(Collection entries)

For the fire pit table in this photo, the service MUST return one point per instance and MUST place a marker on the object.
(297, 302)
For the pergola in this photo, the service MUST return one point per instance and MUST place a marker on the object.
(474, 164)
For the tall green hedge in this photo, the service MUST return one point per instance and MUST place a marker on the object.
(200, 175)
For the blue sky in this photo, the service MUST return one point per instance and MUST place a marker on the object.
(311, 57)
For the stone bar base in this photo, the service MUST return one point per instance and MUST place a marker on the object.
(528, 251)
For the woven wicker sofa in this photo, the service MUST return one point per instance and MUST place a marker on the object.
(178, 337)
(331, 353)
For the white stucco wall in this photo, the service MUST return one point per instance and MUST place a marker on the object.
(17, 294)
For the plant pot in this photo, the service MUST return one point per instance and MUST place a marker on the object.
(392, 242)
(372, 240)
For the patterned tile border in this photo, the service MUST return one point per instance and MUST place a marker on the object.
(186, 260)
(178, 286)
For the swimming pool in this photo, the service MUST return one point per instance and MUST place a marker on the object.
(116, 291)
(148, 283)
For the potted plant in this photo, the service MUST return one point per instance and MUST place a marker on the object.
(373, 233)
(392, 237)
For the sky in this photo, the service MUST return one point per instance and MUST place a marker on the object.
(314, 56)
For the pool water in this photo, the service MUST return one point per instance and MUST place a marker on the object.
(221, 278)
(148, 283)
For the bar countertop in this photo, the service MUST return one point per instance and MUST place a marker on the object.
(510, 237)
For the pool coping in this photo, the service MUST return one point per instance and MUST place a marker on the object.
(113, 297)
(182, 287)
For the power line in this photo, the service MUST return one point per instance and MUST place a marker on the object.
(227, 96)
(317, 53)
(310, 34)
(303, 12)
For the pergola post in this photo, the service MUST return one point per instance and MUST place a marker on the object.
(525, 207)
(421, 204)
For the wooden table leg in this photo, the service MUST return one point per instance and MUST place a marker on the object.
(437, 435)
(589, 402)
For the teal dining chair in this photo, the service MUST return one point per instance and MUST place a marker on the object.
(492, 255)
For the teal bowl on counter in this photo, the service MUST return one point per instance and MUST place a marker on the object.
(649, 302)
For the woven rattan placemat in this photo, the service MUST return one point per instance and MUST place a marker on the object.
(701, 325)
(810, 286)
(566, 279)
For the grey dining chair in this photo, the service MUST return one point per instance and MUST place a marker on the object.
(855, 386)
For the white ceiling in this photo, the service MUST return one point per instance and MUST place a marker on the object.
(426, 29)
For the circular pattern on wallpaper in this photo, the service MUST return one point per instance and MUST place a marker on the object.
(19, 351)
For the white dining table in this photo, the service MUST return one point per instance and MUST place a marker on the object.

What the task requires: Could you give again exactly the lines from the line containing "For the bar" through the final line of the data above, and no others?

Task solution:
For the bar countertop in this photo, the service MUST return one point per instance and MUST place a marker on the object.
(510, 237)
For the pool coping in this photo, the service MUST return one point per instance and MUST place a marker on the object.
(113, 297)
(182, 287)
For the power line in this photo, the service MUST return one point per instance and MUST place a marker on the object.
(227, 96)
(317, 53)
(310, 34)
(303, 12)
For the pergola post in this photo, the service MUST return one point per instance and MUST place a marker on the object.
(525, 207)
(421, 204)
For the wooden table leg in this photo, the service MUST return one point per instance and MUST place a marker on the object.
(437, 435)
(589, 402)
For the teal dining chair in this photo, the service MUST return one point per instance and MUST place a marker on the object.
(492, 255)
For the teal bowl on counter in this photo, the service MUST return one point per instance and MUST place a marker on the object.
(649, 302)
For the woven rattan placemat in this photo, the service MUST return one point per instance and MUST place a marker on the object.
(701, 325)
(810, 286)
(566, 279)
For the grey dining chair in this photo, the service MUST return one point per instance and MUST place a marker on the object.
(855, 386)
For the white ceiling in this photo, the service MUST return one point per instance and MUST place a marker on the object.
(426, 29)
For the circular pattern on wallpaper in this photo, the service MUST return one point per instance and MUST place a marker on the object.
(19, 351)
For the white dining table in this photo, the service MUST return one point per instance and MUST place a marker on the object.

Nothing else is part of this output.